Task requirements -
A) Name every show title in the theater gift guide's list of items found on Spotify.
B) Reproduce the theater gift guide word for word, everything from "Shirley Jones and" down to "to be treasured.".
C) Resume the theater gift guide after its last sentence and keep writing.

Theater Shelf: Gift Guide To CDs & Books For Your Theater Junkie

comtrag2lgTheater Shelf, a recurring feature, reviews recently-released books, CDs and DVDs of interest to theater lovers. Some are popular titles like a new Original Cast Recording, others are works you’ll be intrigued by, but didn’t even know about.

By Brad Hathaway

This might well be the year you give musical theater lovers (or likers, for that matter) a nearly inexhaustible collection of show music recordings. Instead of physical objects, try giving a subscription to a streaming library that includes a large collection of “our kind of music.”

Spotify charges $9.99 a month for unlimited access to more music than anyone can ever listen to. It is the library I check when I want to hear the music of a show that I don’t already own. A recent search just on the term “Broadway Cast” brought up over four hundred albums! Not all of them were, in fact, Broadway cast albums but hundreds were. Some items that caught my eye:

Shirley Jones and Jack Cassidy in Maggie Flynn
Carol Channing in Show Girl
Shirley Booth in Juno
Phil Silvers in Top Banana
Herschel Bernardi in Zorba
Polly Bergen in First Impressions
Julie Andrews in The Boy Friend
and
the 1964 World’s Fair show To Broadway With Love.

The Spotify app for your browser brings all these treasures into your computer. It is an app that needs improving (its search function suffers from inflexibility and its listings not as accurate as they should be) but the ability to simply type in a show title and instantly have the score playing is to be treasured.

If you insist on a physical item for a gift, however, the Theater Shelf inbox has a wide variety of new items to consider for this holiday season gifting.

Data excerpts -
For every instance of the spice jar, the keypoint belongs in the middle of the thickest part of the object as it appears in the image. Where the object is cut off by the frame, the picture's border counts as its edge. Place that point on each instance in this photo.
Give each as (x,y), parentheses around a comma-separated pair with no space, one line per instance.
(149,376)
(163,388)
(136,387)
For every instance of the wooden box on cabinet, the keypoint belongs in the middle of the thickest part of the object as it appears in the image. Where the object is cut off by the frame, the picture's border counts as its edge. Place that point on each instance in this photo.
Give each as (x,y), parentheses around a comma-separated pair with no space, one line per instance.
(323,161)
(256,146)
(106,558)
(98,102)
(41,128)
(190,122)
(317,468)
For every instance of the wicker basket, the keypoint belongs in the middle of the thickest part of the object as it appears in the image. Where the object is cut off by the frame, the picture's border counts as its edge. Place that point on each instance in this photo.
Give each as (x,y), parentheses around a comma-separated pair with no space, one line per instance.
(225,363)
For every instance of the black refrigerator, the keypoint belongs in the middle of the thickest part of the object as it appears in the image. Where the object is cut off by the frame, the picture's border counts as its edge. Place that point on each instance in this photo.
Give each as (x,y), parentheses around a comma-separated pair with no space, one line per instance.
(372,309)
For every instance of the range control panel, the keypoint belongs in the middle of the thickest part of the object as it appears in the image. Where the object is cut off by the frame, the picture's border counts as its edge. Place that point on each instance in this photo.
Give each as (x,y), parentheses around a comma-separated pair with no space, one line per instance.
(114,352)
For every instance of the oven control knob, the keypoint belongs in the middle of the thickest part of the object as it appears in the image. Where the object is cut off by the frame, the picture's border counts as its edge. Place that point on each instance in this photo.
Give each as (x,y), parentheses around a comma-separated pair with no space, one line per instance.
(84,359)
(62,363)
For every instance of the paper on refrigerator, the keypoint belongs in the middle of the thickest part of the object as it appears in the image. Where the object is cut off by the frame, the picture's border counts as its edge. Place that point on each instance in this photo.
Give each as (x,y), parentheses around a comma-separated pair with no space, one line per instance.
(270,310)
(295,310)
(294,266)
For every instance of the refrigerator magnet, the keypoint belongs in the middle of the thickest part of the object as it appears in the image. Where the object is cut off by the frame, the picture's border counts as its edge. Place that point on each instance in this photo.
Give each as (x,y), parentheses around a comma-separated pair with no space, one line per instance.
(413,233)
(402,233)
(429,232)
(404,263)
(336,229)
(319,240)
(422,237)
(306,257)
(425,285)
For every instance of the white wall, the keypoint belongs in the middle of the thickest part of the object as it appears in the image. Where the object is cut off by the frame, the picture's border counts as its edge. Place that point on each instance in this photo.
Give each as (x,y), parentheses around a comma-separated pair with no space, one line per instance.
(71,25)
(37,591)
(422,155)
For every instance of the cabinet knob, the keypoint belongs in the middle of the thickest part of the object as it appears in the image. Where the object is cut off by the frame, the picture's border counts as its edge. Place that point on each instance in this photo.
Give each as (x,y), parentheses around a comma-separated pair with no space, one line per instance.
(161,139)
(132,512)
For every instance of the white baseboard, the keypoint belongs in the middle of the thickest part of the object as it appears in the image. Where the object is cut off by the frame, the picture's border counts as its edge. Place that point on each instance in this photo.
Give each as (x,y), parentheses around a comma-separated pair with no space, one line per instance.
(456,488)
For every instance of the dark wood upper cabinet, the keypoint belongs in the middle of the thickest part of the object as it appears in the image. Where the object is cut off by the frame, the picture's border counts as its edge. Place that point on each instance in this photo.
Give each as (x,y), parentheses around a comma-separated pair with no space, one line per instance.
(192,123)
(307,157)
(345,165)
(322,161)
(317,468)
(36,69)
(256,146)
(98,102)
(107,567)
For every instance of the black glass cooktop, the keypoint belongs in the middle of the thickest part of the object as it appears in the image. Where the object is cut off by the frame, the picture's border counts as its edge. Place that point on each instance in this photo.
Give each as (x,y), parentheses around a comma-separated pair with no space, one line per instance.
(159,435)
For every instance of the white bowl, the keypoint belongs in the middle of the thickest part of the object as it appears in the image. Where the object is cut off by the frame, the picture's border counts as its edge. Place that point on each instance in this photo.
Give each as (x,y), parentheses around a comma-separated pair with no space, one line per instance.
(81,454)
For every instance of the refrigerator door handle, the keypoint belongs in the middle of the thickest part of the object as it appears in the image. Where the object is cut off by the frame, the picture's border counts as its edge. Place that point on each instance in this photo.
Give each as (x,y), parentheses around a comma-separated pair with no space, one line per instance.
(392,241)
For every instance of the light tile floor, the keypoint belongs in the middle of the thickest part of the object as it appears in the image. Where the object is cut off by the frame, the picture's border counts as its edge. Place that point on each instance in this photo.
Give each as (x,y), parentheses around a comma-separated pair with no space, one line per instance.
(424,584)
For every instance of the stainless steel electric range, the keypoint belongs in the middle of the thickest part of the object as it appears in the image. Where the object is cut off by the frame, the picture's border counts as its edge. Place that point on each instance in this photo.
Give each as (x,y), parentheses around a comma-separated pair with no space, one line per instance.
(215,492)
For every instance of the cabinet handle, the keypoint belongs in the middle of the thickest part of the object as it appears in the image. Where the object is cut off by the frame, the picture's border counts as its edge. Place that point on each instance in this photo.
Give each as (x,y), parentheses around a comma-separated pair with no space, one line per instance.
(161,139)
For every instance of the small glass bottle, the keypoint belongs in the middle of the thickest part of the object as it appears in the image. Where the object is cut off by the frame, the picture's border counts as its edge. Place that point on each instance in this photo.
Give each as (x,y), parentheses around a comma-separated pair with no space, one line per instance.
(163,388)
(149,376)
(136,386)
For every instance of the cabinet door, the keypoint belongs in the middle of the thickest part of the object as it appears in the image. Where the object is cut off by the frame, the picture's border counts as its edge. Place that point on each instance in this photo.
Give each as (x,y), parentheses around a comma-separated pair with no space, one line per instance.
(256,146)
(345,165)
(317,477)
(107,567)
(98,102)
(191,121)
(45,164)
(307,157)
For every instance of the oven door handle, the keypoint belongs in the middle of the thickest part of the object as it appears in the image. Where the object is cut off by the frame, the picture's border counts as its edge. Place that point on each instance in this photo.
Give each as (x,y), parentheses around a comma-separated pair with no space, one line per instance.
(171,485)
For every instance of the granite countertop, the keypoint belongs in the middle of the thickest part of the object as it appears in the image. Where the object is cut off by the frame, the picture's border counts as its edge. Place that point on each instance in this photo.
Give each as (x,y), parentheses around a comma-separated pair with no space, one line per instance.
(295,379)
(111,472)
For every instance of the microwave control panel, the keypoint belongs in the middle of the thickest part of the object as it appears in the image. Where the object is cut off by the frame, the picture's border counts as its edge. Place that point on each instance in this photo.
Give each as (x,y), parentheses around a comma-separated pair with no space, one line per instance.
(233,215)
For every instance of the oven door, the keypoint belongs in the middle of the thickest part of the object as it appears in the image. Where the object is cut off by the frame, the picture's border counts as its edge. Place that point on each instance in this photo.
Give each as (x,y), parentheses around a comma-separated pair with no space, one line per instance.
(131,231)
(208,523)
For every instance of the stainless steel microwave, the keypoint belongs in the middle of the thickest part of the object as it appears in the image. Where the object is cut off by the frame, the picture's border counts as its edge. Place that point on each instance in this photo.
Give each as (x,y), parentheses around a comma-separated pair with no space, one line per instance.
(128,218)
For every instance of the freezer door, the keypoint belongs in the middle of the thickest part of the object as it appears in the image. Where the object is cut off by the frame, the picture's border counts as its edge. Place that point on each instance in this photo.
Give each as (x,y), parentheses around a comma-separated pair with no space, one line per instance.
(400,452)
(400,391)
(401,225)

Task-by-task outputs -
A)
Maggie Flynn
Show Girl
Juno
Top Banana
Zorba
First Impressions
The Boy Friend
To Broadway With Love

B)
Shirley Jones and Jack Cassidy in Maggie Flynn
Carol Channing in Show Girl
Shirley Booth in Juno
Phil Silvers in Top Banana
Herschel Bernardi in Zorba
Polly Bergen in First Impressions
Julie Andrews in The Boy Friend
and
the 1964 World’s Fair show To Broadway With Love.

The Spotify app for your browser brings all these treasures into your computer. It is an app that needs improving (its search function suffers from inflexibility and its listings not as accurate as they should be) but the ability to simply type in a show title and instantly have the score playing is to be treasured.

C)
West Side Story

Michael Tilson Thomas and his San Francisco Symphony have rectified a disappointing situation that has rankled for nearly 30 years with a glorious complete recording of the Broadway score of West Side Story. The recording on their in-house label, SFS Media, is a live capturing of the concert Tilson Thomas staged in 2013 using the charts that Bernstein had used in his opera-tinged recording of 1985. How excited I had been when that Bernstein recording was announced, but how disappointed I was when I put on the records (remember records?) and found the vocals sounded stilted and formal in an operatic mode. Worse, the role of Tony was sung by Spanish accented José Carreras who sounded more like a Puerto Rican Shark than a Jet.

Bernstein’s orchestra sounded superb, but I could never get over the non-Broadway feel of the vocals. Now, with the Tilson Thomas live recording we get all the glory of the Broadway score with an unsurpassed performance from a first-class orchestra as we had with the earlier recording. But now we get vocals that sound as if they belong on a Broadway stage. That’s not surprising as the role of Tony is sung by Cheyenne Jackson, whose Broadway performance in the 2009 revival of Finian’s Rainbowremains a treasured memory, and Maria is sung by a British stage star with a crystal voice, Alexandra Silber. It was worth the wait.

ASIN: B00J9PSDN8

Roberta

New World Records has just released the latest in their “The Foundations of the American Musical Theater” project: a modern recording of the full score for Jerome Kern’s 1933 Roberta with enough of the libretto of Otto Harbach to utilize all the underscoring in the reconstruction of the charts by legendary orchestrator Robert Russell Bennett. Rob Berman leads the Orchestra of Ireland (recording sessions were in Dublin as well as in New York) with soloists like Annalene Beechey, Patrick Cummings, Kim Criswell, Diana Montague and Jason Graae in the role originated by Bob Hope. (That role was then played by Fred Astaire in the movie version … interesting pedigree.)

The score gave us the standard “Smoke Gets In Your Eyes,” but there are so many lush and lovely melodies that that classic almost seems just one more magical item. The two-disc set includes a good deal of dialogue, so listening to it is more akin to hearing a two hour and 21 minute radio program than a record. Track-by-track notes help you imagine exactly what was taking place on the stage of the New Amsterdam Theatre in 1933 and 34.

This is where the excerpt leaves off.